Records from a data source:
******************************

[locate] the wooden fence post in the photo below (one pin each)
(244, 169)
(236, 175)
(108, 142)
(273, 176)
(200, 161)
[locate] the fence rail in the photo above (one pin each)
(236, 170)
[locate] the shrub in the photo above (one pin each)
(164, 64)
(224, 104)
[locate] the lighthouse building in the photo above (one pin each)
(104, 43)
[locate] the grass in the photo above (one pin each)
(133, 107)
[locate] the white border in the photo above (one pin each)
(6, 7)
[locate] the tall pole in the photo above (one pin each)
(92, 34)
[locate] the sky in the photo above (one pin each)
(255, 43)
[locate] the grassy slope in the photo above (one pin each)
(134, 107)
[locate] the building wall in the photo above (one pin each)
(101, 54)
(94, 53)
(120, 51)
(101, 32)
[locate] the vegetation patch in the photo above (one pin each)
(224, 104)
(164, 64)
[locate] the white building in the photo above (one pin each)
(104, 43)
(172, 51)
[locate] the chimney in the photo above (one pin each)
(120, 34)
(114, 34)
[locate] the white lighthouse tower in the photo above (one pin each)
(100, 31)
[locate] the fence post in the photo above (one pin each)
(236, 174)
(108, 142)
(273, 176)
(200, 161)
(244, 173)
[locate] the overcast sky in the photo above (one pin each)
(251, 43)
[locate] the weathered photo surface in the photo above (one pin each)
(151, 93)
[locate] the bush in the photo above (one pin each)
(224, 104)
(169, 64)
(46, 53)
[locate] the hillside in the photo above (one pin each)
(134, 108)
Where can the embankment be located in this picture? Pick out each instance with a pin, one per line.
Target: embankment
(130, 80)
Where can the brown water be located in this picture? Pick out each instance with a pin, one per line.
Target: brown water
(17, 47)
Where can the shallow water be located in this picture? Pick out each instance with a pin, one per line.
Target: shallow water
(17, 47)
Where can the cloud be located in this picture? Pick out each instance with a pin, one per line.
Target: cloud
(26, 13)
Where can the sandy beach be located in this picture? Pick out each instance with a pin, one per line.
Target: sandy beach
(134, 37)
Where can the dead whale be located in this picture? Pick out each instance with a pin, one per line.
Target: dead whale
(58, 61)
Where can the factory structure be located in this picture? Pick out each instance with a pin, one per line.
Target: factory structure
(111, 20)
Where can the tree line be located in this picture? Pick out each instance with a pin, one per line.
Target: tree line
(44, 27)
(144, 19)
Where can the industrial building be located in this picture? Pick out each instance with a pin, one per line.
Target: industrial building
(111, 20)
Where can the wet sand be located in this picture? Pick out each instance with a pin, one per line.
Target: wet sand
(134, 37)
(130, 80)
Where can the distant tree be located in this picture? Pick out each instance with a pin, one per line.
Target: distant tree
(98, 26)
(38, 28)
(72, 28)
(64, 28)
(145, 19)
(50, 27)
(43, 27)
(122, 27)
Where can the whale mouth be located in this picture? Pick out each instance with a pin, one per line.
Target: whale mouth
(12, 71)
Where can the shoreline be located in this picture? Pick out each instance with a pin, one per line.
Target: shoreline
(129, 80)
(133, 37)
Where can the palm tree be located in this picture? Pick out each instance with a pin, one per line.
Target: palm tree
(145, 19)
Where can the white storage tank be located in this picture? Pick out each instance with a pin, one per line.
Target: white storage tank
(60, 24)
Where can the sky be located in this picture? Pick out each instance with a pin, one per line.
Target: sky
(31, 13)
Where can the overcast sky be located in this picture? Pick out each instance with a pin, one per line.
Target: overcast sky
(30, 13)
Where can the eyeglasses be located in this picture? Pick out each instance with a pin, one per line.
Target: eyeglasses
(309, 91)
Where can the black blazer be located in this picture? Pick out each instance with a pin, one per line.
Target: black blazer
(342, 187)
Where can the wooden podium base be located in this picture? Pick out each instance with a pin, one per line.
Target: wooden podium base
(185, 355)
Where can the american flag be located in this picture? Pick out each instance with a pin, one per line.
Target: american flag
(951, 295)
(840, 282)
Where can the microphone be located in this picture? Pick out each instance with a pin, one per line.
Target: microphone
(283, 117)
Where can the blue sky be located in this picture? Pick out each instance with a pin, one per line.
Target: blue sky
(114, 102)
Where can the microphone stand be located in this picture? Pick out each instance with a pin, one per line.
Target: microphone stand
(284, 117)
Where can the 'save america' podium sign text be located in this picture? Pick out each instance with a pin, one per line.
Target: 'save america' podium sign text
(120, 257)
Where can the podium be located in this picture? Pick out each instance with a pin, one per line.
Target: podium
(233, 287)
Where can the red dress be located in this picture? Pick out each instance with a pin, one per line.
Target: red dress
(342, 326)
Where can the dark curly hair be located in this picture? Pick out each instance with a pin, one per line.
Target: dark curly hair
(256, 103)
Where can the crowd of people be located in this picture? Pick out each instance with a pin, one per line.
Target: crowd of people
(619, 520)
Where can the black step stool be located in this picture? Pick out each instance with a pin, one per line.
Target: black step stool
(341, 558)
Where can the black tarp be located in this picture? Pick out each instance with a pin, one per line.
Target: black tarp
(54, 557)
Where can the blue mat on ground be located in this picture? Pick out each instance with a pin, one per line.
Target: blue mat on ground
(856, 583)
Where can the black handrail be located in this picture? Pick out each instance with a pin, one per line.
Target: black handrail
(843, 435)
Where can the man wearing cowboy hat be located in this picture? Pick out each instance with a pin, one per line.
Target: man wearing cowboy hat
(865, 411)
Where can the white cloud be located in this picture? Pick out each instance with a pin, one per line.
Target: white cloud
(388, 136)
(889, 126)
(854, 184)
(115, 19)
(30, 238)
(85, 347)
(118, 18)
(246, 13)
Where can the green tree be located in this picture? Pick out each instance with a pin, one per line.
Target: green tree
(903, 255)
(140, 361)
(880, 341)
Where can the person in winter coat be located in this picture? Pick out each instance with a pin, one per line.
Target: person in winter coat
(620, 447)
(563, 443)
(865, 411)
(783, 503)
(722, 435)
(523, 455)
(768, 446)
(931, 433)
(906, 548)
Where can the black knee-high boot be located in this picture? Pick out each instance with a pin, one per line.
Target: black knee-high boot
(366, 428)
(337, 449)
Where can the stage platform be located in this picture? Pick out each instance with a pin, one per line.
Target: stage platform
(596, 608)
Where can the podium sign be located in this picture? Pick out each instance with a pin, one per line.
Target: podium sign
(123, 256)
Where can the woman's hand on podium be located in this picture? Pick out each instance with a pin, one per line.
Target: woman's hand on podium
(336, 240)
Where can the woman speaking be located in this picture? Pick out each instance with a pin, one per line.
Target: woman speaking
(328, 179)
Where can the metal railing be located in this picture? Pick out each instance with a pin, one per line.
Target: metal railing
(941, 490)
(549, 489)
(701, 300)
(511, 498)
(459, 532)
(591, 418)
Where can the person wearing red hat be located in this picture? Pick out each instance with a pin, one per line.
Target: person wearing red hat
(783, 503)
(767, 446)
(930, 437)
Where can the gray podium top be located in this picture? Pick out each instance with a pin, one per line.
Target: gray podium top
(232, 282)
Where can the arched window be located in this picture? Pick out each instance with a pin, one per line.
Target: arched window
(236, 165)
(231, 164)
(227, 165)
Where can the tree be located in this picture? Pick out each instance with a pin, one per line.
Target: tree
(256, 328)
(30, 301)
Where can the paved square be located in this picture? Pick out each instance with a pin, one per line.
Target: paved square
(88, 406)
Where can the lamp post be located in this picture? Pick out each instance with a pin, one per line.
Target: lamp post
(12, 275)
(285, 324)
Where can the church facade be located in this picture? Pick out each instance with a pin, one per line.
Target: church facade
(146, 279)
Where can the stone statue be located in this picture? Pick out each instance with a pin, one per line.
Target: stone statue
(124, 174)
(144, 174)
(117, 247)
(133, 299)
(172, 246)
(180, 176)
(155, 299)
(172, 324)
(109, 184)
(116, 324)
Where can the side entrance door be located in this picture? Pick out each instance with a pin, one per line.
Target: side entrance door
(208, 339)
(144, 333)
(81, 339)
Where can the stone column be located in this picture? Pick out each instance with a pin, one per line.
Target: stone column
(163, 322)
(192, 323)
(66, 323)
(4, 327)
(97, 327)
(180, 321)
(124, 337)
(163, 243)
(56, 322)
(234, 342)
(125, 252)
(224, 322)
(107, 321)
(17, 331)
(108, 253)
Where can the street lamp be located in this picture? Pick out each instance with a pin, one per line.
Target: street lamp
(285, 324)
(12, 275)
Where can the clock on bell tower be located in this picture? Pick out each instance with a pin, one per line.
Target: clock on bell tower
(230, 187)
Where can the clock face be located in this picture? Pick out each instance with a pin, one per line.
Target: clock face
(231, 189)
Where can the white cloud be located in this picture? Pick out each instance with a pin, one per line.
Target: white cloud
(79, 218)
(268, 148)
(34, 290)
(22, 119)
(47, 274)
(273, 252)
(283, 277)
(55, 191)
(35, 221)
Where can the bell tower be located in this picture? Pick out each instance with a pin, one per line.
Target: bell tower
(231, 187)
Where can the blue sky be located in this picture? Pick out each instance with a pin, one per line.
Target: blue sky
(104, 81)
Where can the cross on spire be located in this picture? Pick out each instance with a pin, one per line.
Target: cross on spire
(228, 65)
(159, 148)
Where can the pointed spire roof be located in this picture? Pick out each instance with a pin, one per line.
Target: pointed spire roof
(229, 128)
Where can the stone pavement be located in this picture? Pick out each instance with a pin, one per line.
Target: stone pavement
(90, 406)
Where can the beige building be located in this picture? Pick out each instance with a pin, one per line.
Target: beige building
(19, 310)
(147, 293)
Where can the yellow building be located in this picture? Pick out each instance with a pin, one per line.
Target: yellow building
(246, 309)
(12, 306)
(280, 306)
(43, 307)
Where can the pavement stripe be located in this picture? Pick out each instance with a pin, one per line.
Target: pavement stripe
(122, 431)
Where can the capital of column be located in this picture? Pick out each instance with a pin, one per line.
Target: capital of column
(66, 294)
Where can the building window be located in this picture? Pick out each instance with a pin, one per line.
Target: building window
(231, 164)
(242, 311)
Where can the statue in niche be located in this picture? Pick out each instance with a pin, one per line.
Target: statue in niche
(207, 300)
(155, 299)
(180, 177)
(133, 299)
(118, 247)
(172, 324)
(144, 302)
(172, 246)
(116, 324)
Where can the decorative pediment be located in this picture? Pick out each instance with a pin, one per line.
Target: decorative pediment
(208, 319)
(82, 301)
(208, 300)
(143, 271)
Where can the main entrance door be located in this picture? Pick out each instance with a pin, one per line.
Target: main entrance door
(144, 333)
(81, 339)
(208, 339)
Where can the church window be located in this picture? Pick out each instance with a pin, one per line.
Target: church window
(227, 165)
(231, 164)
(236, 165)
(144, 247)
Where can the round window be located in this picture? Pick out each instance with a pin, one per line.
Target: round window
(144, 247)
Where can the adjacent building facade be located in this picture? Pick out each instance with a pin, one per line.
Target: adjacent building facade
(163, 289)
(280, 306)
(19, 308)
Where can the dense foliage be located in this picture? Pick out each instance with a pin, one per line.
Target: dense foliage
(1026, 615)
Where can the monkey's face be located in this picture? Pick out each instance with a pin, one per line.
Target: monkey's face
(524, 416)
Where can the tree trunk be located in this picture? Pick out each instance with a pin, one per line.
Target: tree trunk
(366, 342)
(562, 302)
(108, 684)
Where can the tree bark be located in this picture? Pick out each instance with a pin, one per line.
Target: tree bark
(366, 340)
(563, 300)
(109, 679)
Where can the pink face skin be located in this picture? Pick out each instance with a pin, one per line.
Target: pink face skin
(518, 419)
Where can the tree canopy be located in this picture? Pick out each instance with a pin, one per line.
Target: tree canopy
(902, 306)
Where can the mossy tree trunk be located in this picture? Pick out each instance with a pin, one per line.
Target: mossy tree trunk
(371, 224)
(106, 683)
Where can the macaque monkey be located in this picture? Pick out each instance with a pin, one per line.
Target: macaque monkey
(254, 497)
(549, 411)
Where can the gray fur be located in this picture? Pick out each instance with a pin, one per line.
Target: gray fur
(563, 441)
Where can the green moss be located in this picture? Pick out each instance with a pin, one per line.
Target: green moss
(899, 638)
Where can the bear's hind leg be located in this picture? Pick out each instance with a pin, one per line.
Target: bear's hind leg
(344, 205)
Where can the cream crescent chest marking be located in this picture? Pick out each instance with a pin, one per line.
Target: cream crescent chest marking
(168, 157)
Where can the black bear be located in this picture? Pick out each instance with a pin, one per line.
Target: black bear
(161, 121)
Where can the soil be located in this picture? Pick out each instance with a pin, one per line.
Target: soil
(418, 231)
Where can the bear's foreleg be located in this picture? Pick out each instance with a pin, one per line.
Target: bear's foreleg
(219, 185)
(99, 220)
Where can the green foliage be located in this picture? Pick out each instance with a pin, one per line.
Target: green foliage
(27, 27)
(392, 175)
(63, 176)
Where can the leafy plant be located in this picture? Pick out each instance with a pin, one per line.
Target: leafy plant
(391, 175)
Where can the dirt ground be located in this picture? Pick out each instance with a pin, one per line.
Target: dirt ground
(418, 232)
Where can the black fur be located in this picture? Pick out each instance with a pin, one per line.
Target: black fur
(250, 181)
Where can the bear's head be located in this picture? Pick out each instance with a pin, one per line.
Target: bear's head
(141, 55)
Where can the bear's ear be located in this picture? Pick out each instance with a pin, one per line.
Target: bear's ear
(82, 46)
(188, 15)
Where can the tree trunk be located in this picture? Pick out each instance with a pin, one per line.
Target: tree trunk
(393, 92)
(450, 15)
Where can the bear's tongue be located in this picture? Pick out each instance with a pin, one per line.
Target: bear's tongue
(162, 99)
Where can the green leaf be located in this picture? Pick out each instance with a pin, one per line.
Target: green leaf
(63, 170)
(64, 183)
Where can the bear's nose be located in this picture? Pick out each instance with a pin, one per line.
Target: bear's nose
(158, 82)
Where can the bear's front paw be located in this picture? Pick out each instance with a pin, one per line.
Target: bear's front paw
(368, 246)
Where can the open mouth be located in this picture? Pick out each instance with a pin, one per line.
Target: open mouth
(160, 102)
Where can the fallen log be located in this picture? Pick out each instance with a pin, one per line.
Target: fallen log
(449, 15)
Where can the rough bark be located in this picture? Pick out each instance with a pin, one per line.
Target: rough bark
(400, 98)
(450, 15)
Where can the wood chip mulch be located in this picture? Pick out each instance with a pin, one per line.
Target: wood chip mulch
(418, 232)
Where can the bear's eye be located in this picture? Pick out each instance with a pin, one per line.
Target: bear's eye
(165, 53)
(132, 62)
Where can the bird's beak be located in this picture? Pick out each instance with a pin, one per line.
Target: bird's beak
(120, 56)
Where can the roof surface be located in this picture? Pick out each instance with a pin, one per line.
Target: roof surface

******************************

YOUR OBJECTIVE = Look above for the line containing "Where can the bear's tongue", then transcribe it and all lines after it through the last, exactly and with nothing else.

EXPECTED ANSWER =
Where can the bear's tongue be located in this picture? Pick out each instance with a pin, one per line.
Target: bear's tongue
(162, 99)
Where can the green leaf be located in this picture? Pick out each instance with a pin, one per line.
Target: green leaf
(63, 170)
(64, 183)
Where can the bear's nose be located in this picture? Pick out each instance with a pin, one per line.
Target: bear's nose
(158, 82)
Where can the bear's front paw be located in this picture? Pick out each instance with a pin, one per line.
Target: bear's front paw
(368, 246)
Where can the open mouth be located in this picture? Pick out each instance with a pin, one per line.
Target: open mouth
(160, 102)
Where can the fallen log be located in this picture? Pick out each instance with a pin, one per line.
Target: fallen log
(449, 15)
Where can the rough bark be located in this picture? Pick out each instance with a pin, one per line.
Target: rough bark
(400, 98)
(450, 15)
Where can the wood chip mulch be located in this picture? Pick out each instance with a pin, one per line.
Target: wood chip mulch
(418, 232)
Where can the bear's eye be located in this picture? Pick out each instance with a pin, one per line.
Target: bear's eye
(165, 53)
(132, 62)
Where can the bird's beak be located in this picture? Pick out each instance with a pin, one per line.
Target: bird's beak
(120, 56)
Where can the roof surface be located in this picture? Pick out each instance with a pin, one per line.
Target: roof surface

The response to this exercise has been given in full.